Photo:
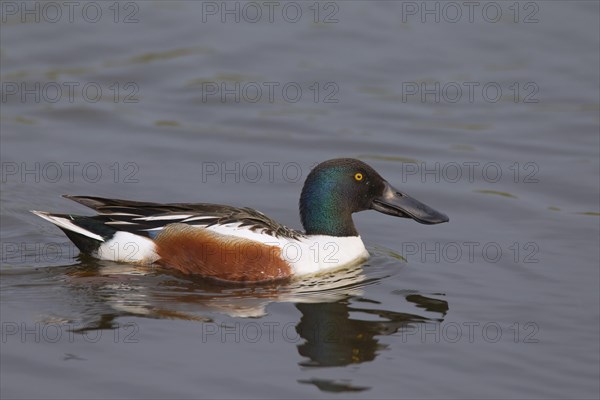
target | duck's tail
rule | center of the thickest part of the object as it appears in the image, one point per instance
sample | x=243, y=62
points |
x=93, y=236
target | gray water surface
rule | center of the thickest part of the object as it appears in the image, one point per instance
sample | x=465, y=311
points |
x=491, y=120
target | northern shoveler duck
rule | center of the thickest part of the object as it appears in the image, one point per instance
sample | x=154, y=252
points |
x=241, y=244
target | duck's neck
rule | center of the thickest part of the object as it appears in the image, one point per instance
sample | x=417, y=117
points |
x=323, y=214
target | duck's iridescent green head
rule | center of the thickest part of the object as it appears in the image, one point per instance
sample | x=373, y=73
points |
x=337, y=188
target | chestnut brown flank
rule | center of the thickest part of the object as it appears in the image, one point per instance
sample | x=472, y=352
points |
x=193, y=250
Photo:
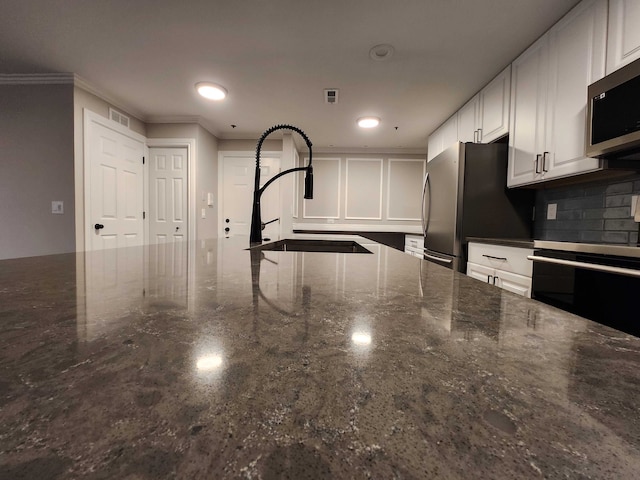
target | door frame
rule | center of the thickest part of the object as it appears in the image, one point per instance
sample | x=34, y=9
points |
x=90, y=117
x=190, y=145
x=230, y=154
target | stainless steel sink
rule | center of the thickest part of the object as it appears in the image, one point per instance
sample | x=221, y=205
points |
x=305, y=245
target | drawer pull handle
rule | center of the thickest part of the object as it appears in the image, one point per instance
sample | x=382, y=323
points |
x=504, y=259
x=438, y=259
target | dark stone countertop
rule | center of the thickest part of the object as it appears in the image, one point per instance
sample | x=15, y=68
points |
x=507, y=242
x=156, y=362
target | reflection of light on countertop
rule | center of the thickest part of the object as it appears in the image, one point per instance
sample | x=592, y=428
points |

+===+

Stated problem: Can you rewrite all of the items above with "thickest" changed to "widest" and nothing else altered, leaving the pictures out of your answer?

Task solution:
Photo:
target | duck's tail
rule | center of the widest part of the object as it appears in the image, one point per instance
sample | x=243, y=62
points |
x=93, y=236
target | gray water surface
rule | center of the widest part of the object as it appears in the image, one point per instance
sample | x=465, y=311
points |
x=491, y=120
target | northern shoveler duck
rule | center of the widest part of the object as it appears in the image, one point per instance
sample | x=154, y=252
points |
x=241, y=244
target | duck's neck
rule | center of the widest part of the object as it appears in the image, one point per instance
sample | x=417, y=117
points |
x=323, y=214
target | duck's iridescent green head
rule | center of the widest part of the object as it appears in the image, one point per instance
sample | x=373, y=73
points |
x=337, y=188
target | chestnut brown flank
rule | center of the widest part of the object as it appears in the image, one point per instance
sample | x=472, y=352
points |
x=193, y=250
Photo:
target | door frame
rule | center of the widest part of the object as it appears in the image, one point per instance
sample | x=34, y=9
points |
x=90, y=117
x=190, y=145
x=230, y=154
target | stainless steel sink
rule | center of the widest part of the object as it appears in the image, one point per instance
sample | x=221, y=205
points |
x=305, y=245
target | drawer pull handle
rule | center of the widest part of the object as it appears in the image, one point per instance
sample | x=382, y=323
points |
x=504, y=259
x=438, y=259
target | dark stone countertop
rule | center of the widest part of the object as it appears in the image, one point per instance
sample | x=15, y=68
points |
x=507, y=242
x=156, y=362
target | reflection of light on countertop
rule | center of the widest part of the object as it appears in the image, one point per instance
sample | x=592, y=428
points |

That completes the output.